PROMPT → Which lines in the entries below contain the word "water"? Copy each of those lines in full, matching case exactly.

++++ DATA

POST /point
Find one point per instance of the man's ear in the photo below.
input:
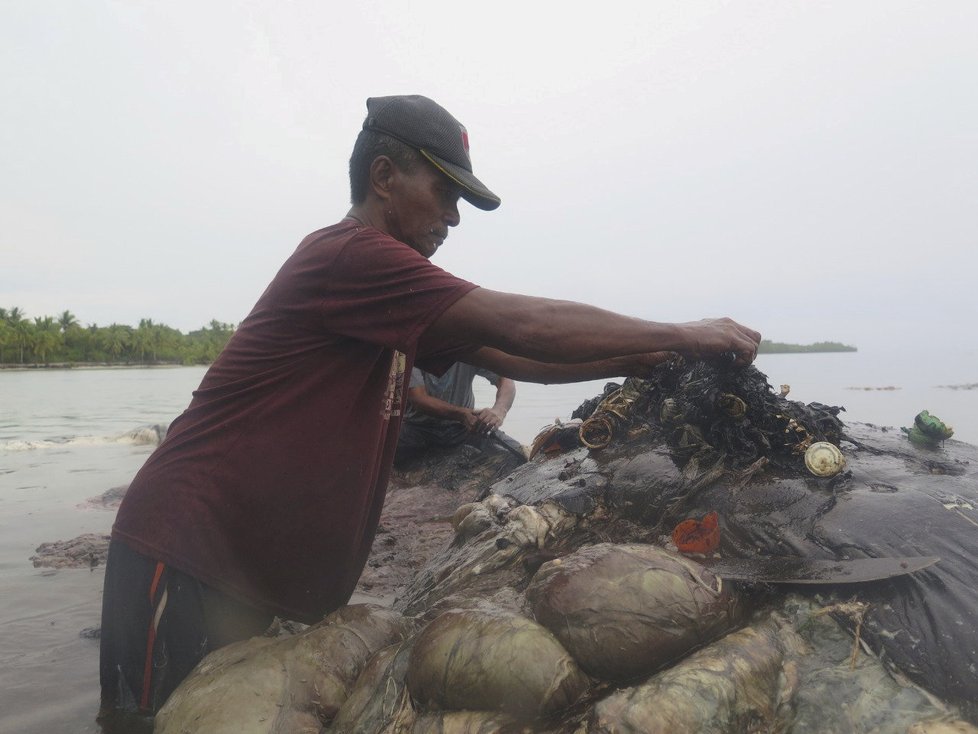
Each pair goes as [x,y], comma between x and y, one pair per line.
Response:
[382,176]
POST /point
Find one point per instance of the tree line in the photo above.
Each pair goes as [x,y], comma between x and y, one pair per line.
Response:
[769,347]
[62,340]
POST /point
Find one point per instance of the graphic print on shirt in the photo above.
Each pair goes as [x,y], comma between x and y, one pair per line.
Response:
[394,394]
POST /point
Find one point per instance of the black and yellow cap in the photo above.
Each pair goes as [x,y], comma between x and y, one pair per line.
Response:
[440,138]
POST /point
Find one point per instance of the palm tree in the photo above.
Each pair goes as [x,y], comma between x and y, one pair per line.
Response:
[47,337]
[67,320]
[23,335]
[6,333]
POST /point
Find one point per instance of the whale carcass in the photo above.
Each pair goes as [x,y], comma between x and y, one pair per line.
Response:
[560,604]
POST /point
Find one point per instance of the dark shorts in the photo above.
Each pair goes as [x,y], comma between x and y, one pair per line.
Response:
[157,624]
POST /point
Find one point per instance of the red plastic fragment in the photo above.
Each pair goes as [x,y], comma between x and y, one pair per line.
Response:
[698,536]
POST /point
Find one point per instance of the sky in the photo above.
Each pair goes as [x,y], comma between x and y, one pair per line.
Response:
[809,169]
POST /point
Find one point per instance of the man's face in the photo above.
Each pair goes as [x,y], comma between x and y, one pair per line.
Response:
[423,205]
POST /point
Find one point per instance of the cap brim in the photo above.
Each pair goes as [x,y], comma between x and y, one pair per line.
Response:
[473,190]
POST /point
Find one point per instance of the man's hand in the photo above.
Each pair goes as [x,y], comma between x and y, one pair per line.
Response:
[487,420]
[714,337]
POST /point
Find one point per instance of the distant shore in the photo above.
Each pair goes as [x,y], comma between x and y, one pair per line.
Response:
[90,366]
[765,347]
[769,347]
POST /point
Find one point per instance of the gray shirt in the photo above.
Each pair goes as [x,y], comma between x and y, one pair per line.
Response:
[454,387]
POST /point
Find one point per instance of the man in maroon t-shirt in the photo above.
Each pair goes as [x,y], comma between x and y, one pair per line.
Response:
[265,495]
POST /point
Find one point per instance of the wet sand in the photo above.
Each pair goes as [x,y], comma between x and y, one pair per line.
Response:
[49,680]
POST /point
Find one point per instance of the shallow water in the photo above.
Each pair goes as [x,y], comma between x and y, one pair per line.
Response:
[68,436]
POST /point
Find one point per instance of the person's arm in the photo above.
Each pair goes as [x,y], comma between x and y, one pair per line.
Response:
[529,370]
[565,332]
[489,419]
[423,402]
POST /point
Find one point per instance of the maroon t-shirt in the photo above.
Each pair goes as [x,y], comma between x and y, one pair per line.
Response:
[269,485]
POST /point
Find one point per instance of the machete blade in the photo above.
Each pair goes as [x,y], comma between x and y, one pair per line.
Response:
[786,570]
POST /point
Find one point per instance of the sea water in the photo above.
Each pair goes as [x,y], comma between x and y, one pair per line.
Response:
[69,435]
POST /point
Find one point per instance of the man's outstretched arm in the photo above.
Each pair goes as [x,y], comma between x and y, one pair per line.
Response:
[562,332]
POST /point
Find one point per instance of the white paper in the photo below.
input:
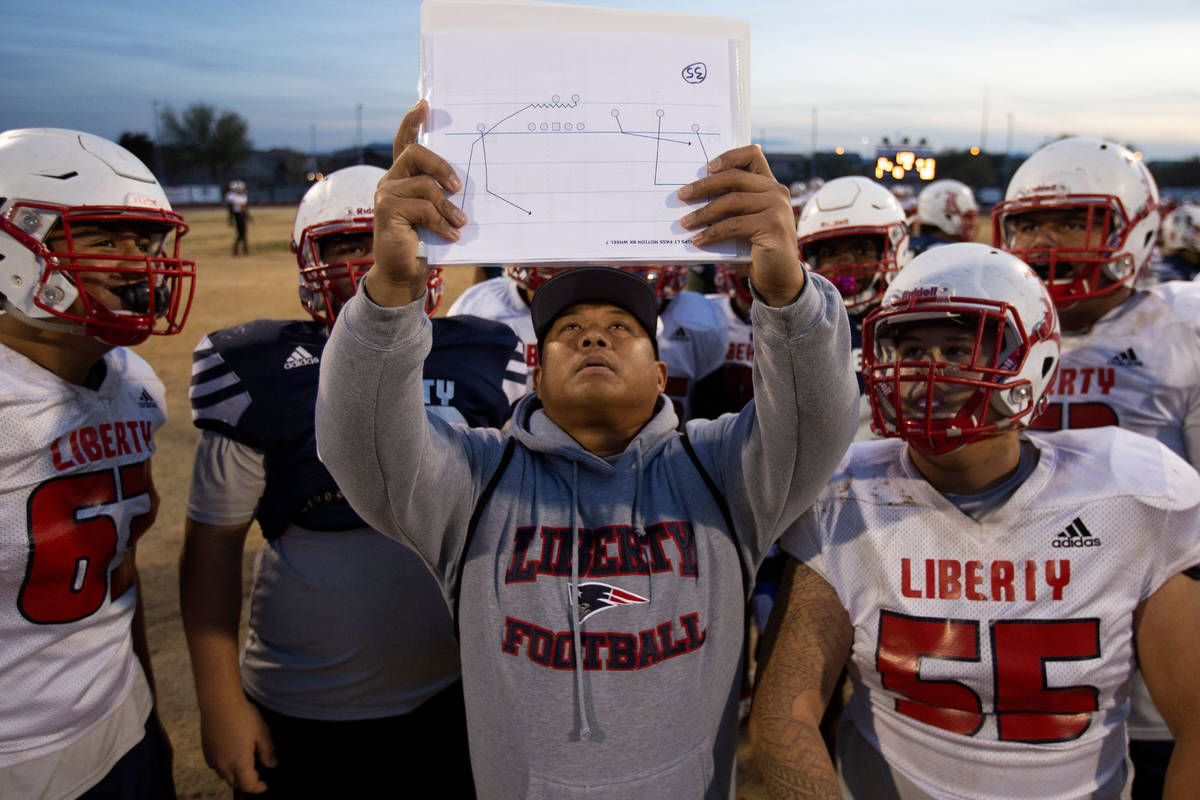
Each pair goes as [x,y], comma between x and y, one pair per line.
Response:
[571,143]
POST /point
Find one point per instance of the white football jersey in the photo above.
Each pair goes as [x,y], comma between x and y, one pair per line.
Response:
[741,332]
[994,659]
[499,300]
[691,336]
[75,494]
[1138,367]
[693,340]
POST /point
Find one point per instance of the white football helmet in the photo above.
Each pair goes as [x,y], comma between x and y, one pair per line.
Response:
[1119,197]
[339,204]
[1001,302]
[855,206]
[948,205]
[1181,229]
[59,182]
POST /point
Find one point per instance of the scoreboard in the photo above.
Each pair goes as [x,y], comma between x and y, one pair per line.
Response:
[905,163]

++++++++
++++ DATA

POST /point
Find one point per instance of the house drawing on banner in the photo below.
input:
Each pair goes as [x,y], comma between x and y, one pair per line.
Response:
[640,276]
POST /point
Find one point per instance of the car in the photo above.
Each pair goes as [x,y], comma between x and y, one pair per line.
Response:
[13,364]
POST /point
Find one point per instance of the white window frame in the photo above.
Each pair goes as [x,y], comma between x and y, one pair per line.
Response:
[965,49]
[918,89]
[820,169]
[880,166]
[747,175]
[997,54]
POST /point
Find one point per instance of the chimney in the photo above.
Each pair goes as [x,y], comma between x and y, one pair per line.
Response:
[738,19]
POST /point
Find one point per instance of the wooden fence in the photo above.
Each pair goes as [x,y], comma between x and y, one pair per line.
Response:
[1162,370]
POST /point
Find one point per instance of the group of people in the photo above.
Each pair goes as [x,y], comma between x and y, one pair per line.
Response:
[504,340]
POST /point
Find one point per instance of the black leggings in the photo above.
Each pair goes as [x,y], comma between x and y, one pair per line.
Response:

++++++++

FINISHED ANSWER →
Find one point per instance of the shallow water in the photo above.
Find one point per instance of the sea water in the photo above.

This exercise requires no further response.